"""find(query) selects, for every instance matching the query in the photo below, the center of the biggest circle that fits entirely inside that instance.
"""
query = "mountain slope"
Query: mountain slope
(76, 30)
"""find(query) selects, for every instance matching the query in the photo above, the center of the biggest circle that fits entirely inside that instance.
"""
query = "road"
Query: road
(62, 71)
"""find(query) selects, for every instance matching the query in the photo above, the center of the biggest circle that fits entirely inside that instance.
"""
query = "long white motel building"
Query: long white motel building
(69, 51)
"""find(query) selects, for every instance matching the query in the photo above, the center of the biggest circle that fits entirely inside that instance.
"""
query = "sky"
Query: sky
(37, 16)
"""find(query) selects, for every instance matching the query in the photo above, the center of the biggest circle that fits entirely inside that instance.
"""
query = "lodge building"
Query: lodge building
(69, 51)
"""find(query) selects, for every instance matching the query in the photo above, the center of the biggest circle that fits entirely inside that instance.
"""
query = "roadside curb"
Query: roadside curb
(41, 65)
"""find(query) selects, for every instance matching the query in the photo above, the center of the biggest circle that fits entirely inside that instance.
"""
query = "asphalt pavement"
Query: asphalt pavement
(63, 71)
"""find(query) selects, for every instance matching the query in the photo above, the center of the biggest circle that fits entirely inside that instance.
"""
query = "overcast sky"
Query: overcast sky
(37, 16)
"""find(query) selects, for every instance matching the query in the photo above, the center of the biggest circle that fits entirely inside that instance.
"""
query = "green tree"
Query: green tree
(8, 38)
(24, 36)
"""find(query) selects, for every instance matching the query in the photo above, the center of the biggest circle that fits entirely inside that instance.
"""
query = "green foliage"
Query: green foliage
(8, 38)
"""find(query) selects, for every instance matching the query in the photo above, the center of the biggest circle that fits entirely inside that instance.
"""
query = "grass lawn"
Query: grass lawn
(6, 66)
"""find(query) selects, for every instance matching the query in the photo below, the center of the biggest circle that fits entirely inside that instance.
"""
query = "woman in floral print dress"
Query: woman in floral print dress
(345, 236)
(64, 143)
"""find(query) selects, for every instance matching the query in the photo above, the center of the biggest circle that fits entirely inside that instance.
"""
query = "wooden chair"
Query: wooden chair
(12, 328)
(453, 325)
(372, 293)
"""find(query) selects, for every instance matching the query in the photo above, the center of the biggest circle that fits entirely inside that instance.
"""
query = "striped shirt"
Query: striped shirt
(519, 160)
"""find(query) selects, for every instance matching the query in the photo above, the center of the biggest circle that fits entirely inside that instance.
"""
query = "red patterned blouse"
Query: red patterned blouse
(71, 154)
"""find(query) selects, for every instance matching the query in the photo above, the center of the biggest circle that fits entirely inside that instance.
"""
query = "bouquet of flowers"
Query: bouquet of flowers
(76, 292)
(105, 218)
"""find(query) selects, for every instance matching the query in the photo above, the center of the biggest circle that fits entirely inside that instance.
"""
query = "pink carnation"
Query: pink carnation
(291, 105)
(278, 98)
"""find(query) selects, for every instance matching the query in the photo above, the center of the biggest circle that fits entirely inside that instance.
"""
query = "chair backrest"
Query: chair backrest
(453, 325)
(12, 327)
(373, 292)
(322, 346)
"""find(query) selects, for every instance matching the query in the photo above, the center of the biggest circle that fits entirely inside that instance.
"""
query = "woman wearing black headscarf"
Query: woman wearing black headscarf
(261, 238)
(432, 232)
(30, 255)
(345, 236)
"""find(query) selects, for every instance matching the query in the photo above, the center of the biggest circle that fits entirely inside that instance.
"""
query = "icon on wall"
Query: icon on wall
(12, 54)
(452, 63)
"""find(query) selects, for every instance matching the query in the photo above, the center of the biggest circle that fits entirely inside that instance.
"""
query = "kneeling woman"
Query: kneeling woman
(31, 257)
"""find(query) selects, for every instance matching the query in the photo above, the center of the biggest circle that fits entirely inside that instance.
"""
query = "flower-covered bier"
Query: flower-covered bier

__Given instruction__. Keep only the lines of the data above that contain the word "wooden", copying each one in full.

__Final answer__.
query = "wooden chair"
Query: wooden chair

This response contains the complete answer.